__TASK TO CARRY OUT__:
In the records below, write out word for word every line from the line with "of the glasshouse" to the line with "<point>371,218</point>", including both of those lines and nothing else.

(begin)

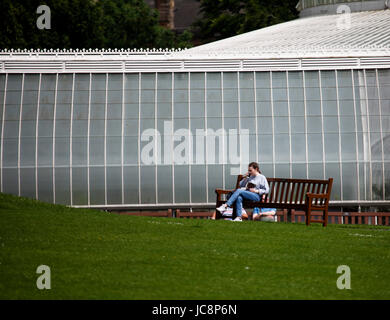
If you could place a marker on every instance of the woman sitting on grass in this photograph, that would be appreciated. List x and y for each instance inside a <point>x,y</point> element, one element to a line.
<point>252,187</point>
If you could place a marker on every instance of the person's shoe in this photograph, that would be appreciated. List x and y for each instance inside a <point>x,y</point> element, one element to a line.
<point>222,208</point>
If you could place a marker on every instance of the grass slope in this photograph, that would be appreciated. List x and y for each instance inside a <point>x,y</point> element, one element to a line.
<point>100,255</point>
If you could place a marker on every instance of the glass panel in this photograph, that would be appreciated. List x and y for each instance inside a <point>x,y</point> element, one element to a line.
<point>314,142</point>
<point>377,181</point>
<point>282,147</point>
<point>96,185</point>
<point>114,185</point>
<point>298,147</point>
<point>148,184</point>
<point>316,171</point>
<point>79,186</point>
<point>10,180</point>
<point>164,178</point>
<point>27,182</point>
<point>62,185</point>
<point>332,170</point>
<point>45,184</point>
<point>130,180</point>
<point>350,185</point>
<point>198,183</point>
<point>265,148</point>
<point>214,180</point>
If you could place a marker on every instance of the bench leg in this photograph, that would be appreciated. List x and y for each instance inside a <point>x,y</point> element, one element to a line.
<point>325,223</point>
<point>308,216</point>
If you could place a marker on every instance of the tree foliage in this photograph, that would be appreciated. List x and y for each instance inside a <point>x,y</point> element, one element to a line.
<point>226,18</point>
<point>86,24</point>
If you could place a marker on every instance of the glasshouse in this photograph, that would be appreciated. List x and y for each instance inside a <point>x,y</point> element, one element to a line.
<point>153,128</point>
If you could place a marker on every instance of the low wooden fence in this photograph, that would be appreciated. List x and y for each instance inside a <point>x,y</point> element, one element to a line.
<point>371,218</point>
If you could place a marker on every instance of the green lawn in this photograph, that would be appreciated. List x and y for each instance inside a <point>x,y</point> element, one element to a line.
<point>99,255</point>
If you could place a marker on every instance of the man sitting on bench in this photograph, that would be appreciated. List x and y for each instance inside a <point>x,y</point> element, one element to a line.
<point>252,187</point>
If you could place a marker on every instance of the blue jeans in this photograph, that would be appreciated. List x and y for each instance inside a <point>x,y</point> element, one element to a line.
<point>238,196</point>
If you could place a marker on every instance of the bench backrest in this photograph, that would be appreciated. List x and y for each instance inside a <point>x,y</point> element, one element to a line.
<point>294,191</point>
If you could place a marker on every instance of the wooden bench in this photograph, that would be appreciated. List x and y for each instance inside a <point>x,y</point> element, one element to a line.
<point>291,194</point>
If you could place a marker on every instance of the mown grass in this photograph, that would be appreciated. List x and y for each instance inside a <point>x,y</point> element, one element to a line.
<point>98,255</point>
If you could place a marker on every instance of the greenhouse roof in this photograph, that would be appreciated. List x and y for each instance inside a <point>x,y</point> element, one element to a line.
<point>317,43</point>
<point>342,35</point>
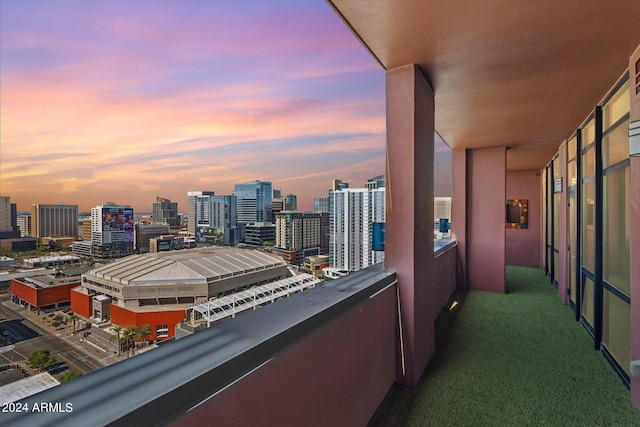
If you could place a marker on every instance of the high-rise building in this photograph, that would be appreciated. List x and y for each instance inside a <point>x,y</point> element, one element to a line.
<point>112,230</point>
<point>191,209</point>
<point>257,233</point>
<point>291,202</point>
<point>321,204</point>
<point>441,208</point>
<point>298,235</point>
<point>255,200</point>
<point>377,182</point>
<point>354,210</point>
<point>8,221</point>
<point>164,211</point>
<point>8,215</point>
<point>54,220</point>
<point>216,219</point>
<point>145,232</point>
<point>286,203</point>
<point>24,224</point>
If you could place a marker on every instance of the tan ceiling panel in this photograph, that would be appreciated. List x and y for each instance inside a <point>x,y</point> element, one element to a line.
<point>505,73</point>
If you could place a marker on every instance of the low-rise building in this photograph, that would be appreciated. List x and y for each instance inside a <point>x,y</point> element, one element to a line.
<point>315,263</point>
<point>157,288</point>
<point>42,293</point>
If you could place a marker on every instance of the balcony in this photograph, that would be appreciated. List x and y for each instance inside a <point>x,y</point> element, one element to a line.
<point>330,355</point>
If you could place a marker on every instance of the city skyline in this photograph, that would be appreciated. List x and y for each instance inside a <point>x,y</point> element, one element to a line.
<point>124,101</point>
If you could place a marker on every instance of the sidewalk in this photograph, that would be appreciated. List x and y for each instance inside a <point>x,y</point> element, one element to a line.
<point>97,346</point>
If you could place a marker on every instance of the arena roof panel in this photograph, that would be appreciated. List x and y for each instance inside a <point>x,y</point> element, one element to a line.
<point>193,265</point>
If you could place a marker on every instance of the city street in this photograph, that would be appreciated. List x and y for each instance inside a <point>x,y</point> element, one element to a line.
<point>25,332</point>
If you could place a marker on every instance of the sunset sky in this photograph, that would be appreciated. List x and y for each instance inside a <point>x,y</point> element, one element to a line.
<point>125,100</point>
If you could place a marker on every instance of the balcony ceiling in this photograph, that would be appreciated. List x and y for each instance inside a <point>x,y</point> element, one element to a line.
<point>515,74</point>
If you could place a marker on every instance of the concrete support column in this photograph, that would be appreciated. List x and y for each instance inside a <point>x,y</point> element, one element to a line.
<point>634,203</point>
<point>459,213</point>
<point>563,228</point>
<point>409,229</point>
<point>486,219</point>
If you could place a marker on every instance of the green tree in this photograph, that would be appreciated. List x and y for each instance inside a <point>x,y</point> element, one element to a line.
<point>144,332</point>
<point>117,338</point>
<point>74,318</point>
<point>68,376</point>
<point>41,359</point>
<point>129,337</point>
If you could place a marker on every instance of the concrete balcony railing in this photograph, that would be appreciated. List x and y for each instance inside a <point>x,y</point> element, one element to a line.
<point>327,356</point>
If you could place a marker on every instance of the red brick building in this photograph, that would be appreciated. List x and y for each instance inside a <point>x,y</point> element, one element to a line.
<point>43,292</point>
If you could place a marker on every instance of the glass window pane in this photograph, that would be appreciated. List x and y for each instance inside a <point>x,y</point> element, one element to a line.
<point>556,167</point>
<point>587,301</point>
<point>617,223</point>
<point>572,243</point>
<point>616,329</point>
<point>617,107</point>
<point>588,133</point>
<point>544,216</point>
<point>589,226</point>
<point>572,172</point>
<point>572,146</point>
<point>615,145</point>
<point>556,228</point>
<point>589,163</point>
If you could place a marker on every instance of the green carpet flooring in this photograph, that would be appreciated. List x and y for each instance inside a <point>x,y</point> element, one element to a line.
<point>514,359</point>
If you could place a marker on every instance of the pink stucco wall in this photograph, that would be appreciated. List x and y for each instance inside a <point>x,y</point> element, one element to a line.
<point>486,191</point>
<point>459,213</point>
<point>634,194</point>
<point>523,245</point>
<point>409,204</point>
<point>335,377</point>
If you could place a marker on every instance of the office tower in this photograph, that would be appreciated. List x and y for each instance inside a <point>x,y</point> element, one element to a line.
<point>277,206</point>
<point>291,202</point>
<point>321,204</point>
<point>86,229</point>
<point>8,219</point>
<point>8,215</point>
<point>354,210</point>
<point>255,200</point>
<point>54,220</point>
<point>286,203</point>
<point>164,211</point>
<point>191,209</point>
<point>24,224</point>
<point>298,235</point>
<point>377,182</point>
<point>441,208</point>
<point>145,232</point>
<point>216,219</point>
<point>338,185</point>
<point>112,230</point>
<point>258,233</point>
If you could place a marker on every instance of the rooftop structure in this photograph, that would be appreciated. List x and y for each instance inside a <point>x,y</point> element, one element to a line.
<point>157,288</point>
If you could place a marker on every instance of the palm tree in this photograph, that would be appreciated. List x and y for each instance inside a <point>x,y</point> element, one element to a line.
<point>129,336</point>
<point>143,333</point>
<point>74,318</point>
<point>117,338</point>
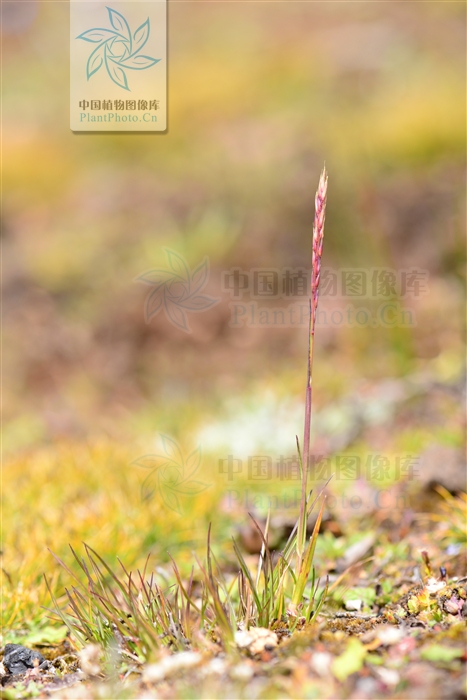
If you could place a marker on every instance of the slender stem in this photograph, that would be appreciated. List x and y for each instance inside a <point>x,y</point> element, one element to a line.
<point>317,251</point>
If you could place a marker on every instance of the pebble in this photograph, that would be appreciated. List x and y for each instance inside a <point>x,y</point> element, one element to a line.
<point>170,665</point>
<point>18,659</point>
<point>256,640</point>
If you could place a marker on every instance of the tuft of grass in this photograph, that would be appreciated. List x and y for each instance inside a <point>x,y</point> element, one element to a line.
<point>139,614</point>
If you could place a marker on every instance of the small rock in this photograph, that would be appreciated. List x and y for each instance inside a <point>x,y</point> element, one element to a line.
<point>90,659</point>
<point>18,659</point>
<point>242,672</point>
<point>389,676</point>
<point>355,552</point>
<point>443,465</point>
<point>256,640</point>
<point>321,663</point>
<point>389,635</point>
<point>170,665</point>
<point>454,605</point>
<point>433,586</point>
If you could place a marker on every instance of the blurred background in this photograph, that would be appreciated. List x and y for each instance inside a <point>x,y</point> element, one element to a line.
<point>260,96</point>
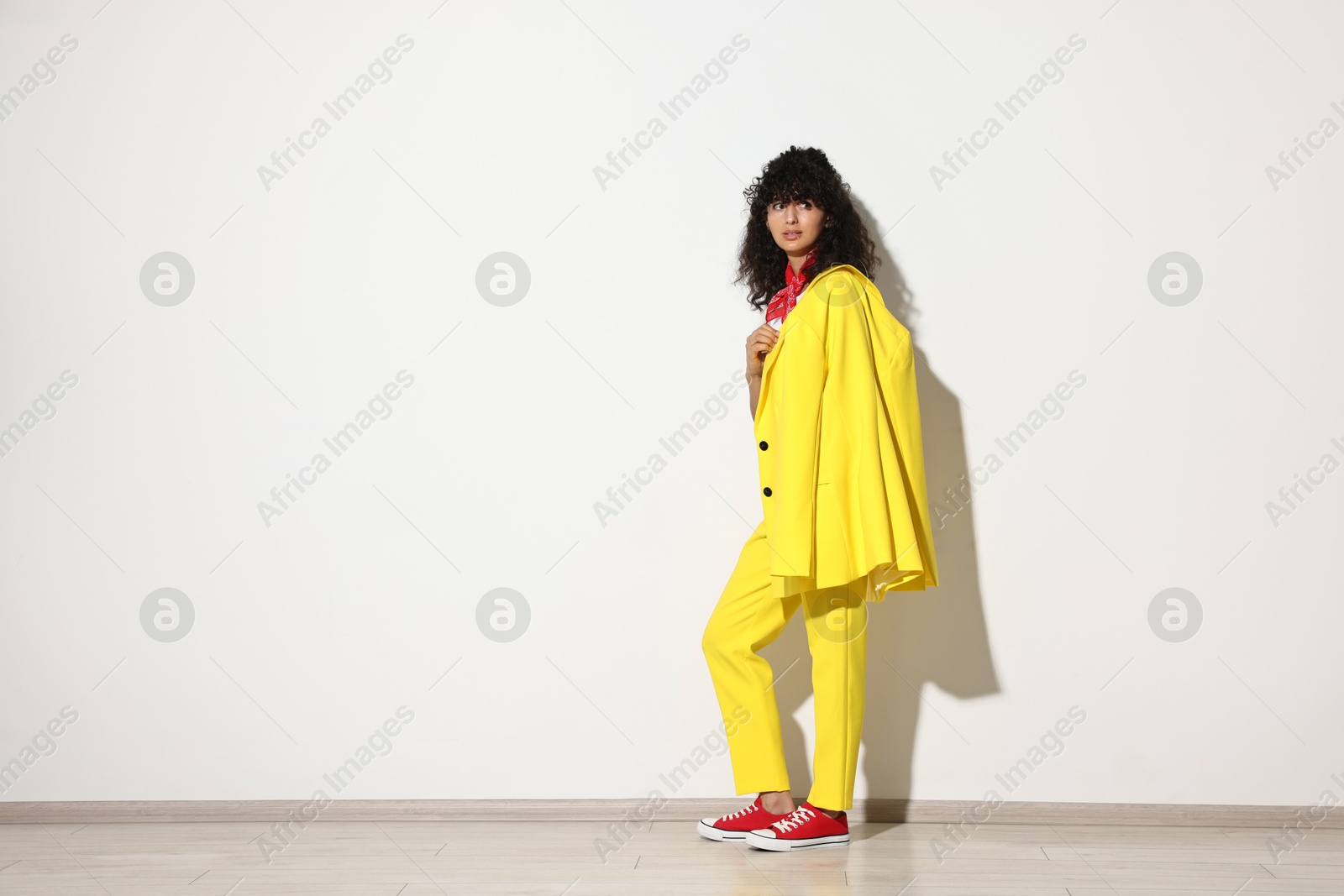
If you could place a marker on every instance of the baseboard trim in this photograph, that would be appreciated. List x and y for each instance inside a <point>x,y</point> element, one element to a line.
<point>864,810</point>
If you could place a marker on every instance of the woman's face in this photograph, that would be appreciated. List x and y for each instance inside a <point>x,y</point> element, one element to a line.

(end)

__RESULT OF THIS TASK__:
If you could place a marker on every instance of the glasshouse in this photograph, that would be appreciated. List x and y for each instance inside a <point>x,y</point> element, one element to a line.
<point>153,128</point>
If you could place a marker on every instance of the low wooden fence in this photograph, that would be appreciated. List x and y for each instance inside a <point>x,y</point> element, one element to a line.
<point>371,218</point>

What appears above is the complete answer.